Entries:
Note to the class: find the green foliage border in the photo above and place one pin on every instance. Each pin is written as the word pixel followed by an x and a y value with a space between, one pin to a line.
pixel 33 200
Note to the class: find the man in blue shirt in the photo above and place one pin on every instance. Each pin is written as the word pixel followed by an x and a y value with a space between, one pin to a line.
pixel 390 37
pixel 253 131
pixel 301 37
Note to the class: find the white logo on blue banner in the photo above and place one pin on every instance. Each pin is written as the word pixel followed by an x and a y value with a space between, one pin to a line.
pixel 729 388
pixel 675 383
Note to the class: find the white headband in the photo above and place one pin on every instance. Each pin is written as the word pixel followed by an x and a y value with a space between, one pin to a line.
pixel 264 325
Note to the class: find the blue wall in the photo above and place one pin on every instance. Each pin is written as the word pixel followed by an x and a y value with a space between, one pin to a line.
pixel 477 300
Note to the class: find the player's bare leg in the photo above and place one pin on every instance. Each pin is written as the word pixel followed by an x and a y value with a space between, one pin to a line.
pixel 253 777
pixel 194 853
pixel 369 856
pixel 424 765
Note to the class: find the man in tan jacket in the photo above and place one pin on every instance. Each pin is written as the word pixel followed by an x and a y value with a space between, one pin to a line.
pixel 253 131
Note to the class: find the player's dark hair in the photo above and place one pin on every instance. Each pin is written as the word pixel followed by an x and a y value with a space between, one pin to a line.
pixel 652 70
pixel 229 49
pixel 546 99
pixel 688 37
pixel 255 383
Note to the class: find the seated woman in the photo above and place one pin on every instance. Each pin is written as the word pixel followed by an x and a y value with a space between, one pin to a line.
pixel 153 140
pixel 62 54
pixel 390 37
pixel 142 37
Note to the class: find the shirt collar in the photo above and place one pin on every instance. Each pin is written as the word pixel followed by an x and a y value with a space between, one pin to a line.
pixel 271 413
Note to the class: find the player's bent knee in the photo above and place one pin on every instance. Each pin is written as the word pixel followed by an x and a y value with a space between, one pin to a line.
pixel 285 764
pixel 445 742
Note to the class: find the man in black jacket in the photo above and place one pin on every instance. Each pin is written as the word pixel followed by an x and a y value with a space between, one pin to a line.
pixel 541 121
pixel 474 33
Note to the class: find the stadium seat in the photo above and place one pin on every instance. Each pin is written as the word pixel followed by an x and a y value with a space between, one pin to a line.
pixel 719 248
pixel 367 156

What to work on: Restate the data above exactly, keeping each word as it stands.

Worked answer:
Note to the class: find the green foliage border in the photo above and place one pin on every instance. Each pin is written as the word pixel followed by an x and a y value with a space between, one pin to a line.
pixel 33 200
Note to the class: find the man in blue shirt in the photo above and place one pin on every instance. Each pin is written as the word pixel followed by an x and a y value with a space between, one pin to a line.
pixel 390 37
pixel 253 131
pixel 301 37
Note to the class: find the white logo on blue banner in the photo above and place one pin on every instance. Each pin is written as the word pixel followed by an x and a y value with a space between, one pin to a line.
pixel 729 388
pixel 675 383
Note to the class: find the white headband in the photo above and place one pin on every instance. Each pin is written as the word pixel followed by an x and a y value with a space between, one pin to a line.
pixel 264 325
Note to the class: find the blue wall in the photo above and place one pin on every instance. Each pin is written as the word pixel followed by an x and a y value with a space between, one pin to a line.
pixel 477 300
Note to the class: find the player's bare leg in the photo above and place one pin on every instance. Each pin is written as the word pixel followed by an x and a y value with a space between, one pin to a line.
pixel 253 777
pixel 194 853
pixel 369 856
pixel 424 765
Note to the class: find the man in tan jacket in the photo above and place one pin on every instance. Each pin is written as the word pixel followed by an x and a y value with a space between, one pin to a line.
pixel 253 131
Note to the class: find the player's dark hair in the photo above and place one pin on every instance. Each pin is written as the word pixel followed by an x and a y value with a space between, one pin to a line.
pixel 652 70
pixel 229 49
pixel 546 99
pixel 688 37
pixel 255 383
Note to the class: find the seated woman in the photo above and place one pin on every instance. Each pin is written as the word pixel followed by an x and a y value with a space between, one pin to a line.
pixel 153 140
pixel 62 54
pixel 390 37
pixel 142 37
Note to the class: find the shirt collar in the photo above and place one pin on every instance. Each pin is written as the word pixel followed by an x and a y value with a space between, one pin to a line.
pixel 271 413
Note to the class: find the player's bent knee in the photo above and place one pin on every instance. Each pin is written as the word pixel followed by an x and a y value with a space between, one pin to a line.
pixel 285 764
pixel 445 742
Note to the class: find the man in black jacket in the photo above and place one pin on every instance. Each pin is written as the word pixel followed by an x and a y value with a space between, one pin to a line.
pixel 541 121
pixel 474 33
Note to the class: find the stadium seat in the photo above and place one pin on every instance. Each pin is written as the word pixel followed by an x and a y value with a space between, one pin to a line.
pixel 719 248
pixel 367 156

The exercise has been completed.